_Compito assegnato_
Secondo il testo sulle Case della Comunità, quante Case della Comunità sono previste dal PNRR?

_Testo di lettura_
....................
Che il clima stia cambiando lo vediamo anche nel PNISS già citato: tra il 2021 e il 2023, saranno ben 21 i Livelli Essenziali delle Prestazioni Sociali che verranno finanziati, prevedendo una stabilità nel tempo e, quindi, un’esigibilità pari a quella ormai consolidata in ambito sanitario. Si tratta di un passo importante, anche se siamo ben lontani dalla completa realizzazione del sistema disegnato dalla Legge Quadro.

Ulteriori segnali di cambiamento li troviamo, come detto, in ambito europeo. Questi segnali trovano la loro (parziale) concretezza nel PNRR, di cui una parte delle risorse è dedicata alla “Salute” (15,6 mld di Euro) e all’“Inclusione e Coesione” (19,8 mld di Euro).

All’interno di questa cornice progettuale, assumono particolare rilevanza le Case della Comunità.

Con il PNRR il Governo tratteggia un quadro preciso, che pone la “casa come primo luogo della cura” e mira a superare il vecchio modello fondato quasi esclusivamente sull’istituzionalizzazione ed eccessivamente sbilanciato sul versante sanitario. Ci sono, dunque, altre possibilità, altri luoghi, oltre agli ospedali e le cliniche, dove le malattie (anche quelle psichiatriche) possono trovare accoglienza. Tra questi sicuramente compaiono le 1288 Case della Comunità previste dal PNRR stesso.  Si tratta di luoghi fisici che superano il concetto di servizio e prestazione sanitaria tradizionale e che, valorizzando le risorse sociali e sanitarie presenti sui territori, provano a concepire un altro modo di fare welfare. La scelta stessa di chiamare questi luoghi “case” ha un significato politico/culturale preciso, che le rende diverse da un poliambulatorio sanitario. Casa, infatti, è un posto dove si abita, con cui si ha familiarità e confidenza. Ed è proprio questo uno dei principi che ispirano le Case della Comunità: occorre costruirle intorno ai bisogni e non semplicemente per rendere dei servizi.
....................
_Estratto dei dati_
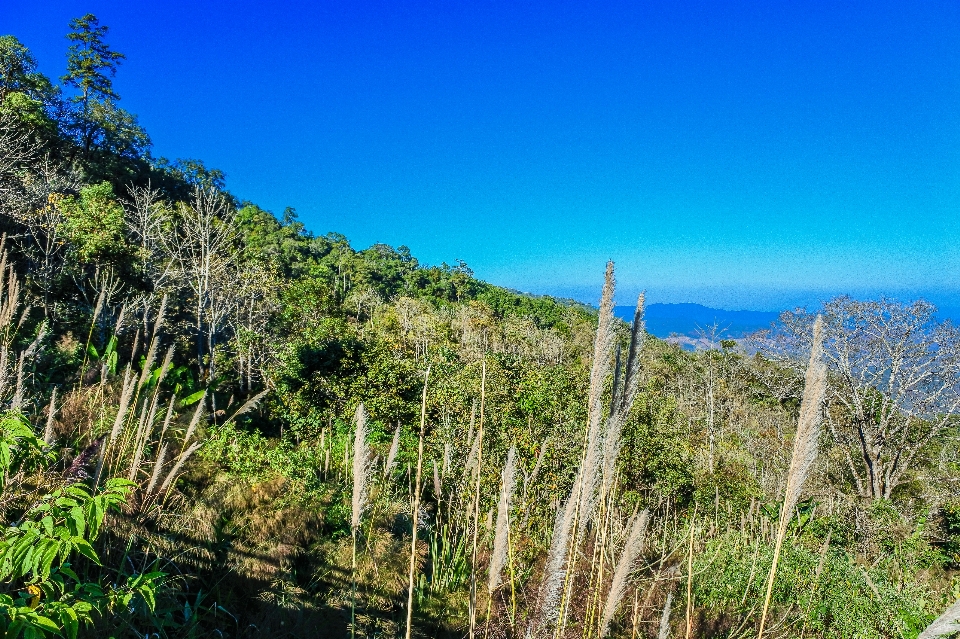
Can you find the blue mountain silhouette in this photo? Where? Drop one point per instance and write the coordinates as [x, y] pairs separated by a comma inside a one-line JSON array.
[[664, 320]]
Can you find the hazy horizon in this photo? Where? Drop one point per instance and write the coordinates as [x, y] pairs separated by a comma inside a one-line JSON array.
[[735, 154]]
....................
_La tua risposta_
Il PNRR prevede 1288 Case della Comunità.